Salah satu tujuan mata pelajaran matematika di sekolah adalah menggunakan penalaran pada pola dan sifat, melakukan manipulasi matematika dalam membuat generalisasi, menyusun bukti, atau menjelaskan gagasan dan pernyataan matematika. Ini juga didukung oleh Ball, Lewis & Thamel (dalam Widjaya, 2010) bahwa "mathematical reasoning is the foundation for the construction of mathematical knowledge". Hal ini berarti penalaran matematika adalah fondasi untuk mendapatkan atau menkonstruk pengetahuan matematika. Dengan demikian berarti guru di sekolah dasar dan menengah harus mengembangkan kemampuan penalaran siswa dalam pembelajaran matematika, seperti yang dikemukakan oleh Bambang Riyanto dalam laporan penelitiannya. Selanjutnya Jhonson dan Rising (1972) menyatakan bahwa "mathematics is a creation of the human mind, concened primarily with idea processes and reasoning". Ini berarti bahwa matematika merupakan kreasi pemikiran manusia yang pada intinya berkait dengan ide-ide, proses-proses dan penalaran. Dengan demikian, guru matematika seharusnya mengembangkan kemampuan penalaran siswa di dalam proses pembelajaran matematika, tetapi kenyataan di lapangan berdasarkan hasil penelitian kemampuan penalaran siswa masih kurang, seperti yang dikemukakan oleh laporan penelitian Priatna.
Menurut Amir Hulopi didalam tesisnya (2012) "Fokus pada kemampuan penalaran matematika siswa, matematika dan penalaran merupakan dua hal yang tak terpisahkan, dimana matematika dipahami dari penalaran sedangkan penalaran dipahami dan dilatih melalui belajar matematika."
Dari pernyataan tersebut dapat dijelaskan oleh Enika Wulandari (2011) dalam studi skripsinya, bahwa penalaran matematis adalah berpikir mengenai permasalahan-permasalahan matematika secara logis untuk memperoleh penyelesaian dan bahwa penalaran matematis mensyaratkan kemampuan untuk memilah apa yang penting dan tidak penting dalam menyelesaikan sebuah permasalahan dan untuk menjelaskan atau memberikan alasan atas sebuah penyelesaian.
Melalui kegiatan bernalar dalam matematika, diharapkan siswa dapat melihat bahwa matematika merupakan kajian yang masuk akal atau logis. Dengan demikian siswa merasa yakin bahwa matematika dapat dipahami, dipikirkan, dibuktikan, dan dievaluasi. Seperti dinyatakan oleh Silver et al. (1990) bahwa dalam "doing mathematics" melibatkan kegiatan bernalar.
Menurut Sugianto, Dian Armanto, Mara Bangun Harahap didalam jurnal nasionalnya,
"Fondasi dari matematika adalah penalaran (reasoning), salah satu tujuan terpenting dari pembelajaran matematika adalah mengajarkan kepada siswa penalaran logika (logical reasoning). Bila kemampuan bernalar tidak dikembangkan pada siswa, maka bagi siswa matematika hanya akan menjadi materi yang mengikuti serangkaian prosedur dan meniru contoh-contoh tanpa mengetahui maknanya."

Catatan dataset:

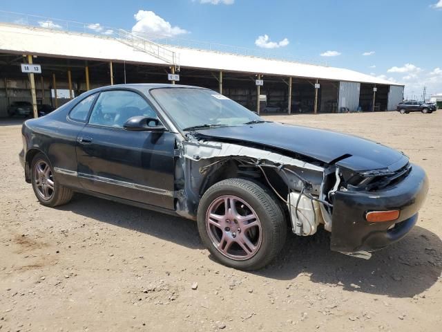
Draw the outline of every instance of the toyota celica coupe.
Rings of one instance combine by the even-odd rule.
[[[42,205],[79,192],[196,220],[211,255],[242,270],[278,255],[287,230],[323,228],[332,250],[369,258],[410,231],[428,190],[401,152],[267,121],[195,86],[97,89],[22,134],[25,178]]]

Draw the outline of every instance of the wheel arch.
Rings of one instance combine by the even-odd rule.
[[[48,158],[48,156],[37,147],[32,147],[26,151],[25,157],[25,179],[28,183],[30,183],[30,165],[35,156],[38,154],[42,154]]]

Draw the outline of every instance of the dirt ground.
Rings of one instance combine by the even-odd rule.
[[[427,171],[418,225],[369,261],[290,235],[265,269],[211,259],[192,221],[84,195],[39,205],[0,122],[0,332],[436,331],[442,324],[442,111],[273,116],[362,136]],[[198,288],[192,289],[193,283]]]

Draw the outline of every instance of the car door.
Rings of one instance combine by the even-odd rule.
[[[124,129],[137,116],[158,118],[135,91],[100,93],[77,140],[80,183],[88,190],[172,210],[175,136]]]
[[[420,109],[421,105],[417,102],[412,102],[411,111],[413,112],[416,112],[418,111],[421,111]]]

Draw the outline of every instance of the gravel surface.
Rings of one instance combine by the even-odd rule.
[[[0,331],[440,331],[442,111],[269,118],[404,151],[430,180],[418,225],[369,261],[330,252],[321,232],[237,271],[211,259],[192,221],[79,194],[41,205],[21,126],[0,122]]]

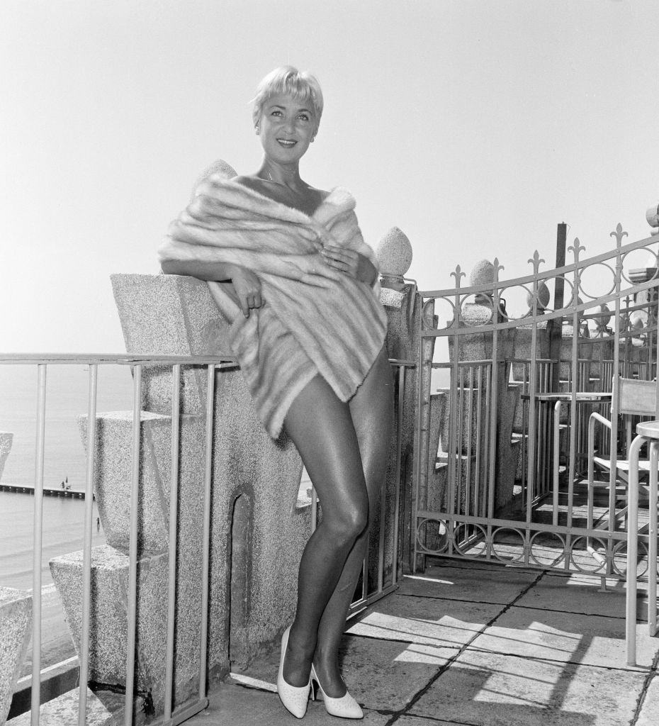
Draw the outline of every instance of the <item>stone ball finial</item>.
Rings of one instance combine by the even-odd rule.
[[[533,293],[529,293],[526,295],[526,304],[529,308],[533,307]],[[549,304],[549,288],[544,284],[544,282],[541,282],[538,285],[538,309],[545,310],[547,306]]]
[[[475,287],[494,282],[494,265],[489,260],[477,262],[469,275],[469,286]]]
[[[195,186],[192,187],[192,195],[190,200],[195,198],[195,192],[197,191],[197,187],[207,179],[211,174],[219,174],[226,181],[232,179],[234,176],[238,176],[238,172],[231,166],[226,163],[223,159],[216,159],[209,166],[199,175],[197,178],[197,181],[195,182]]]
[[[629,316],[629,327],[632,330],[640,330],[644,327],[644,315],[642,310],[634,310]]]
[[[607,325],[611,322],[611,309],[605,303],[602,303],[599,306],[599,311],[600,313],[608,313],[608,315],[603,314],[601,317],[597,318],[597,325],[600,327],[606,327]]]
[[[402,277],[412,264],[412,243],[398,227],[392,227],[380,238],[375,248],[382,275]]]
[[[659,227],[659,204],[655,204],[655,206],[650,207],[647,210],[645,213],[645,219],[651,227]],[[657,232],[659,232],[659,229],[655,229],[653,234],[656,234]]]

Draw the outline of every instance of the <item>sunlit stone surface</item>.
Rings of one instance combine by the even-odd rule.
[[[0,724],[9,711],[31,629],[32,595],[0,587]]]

SOAL LATIHAN 1: Cetak ulang bagian kutipan bacaan tentang penalaran matematika, dari "Menurut Amir Hulopi" sampai "atas sebuah penyelesaian.".
SOAL LATIHAN 2: Menurut Silver et al. (1990) dalam kutipan bacaan tentang penalaran matematika, apa yang dilibatkan dalam "doing mathematics"?
SOAL LATIHAN 3: Tuliskan semua angka tahun yang tercantum di dalam tanda kurung pada kutipan bacaan tentang penalaran matematika, urut sesuai kemunculannya.

JAWABAN LATIHAN 1:
Menurut Amir Hulopi didalam tesisnya (2012) "Fokus pada kemampuan penalaran matematika siswa, matematika dan penalaran merupakan dua hal yang tak terpisahkan, dimana matematika dipahami dari penalaran sedangkan penalaran dipahami dan dilatih melalui belajar matematika."
Dari pernyataan tersebut dapat dijelaskan oleh Enika Wulandari (2011) dalam studi skripsinya, bahwa penalaran matematis adalah berpikir mengenai permasalahan-permasalahan matematika secara logis untuk memperoleh penyelesaian dan bahwa penalaran matematis mensyaratkan kemampuan untuk memilah apa yang penting dan tidak penting dalam menyelesaikan sebuah permasalahan dan untuk menjelaskan atau memberikan alasan atas sebuah penyelesaian.

JAWABAN LATIHAN 2: Kegiatan bernalar.

JAWABAN LATIHAN 3: 2010, 1972, 2012, 2011, 1990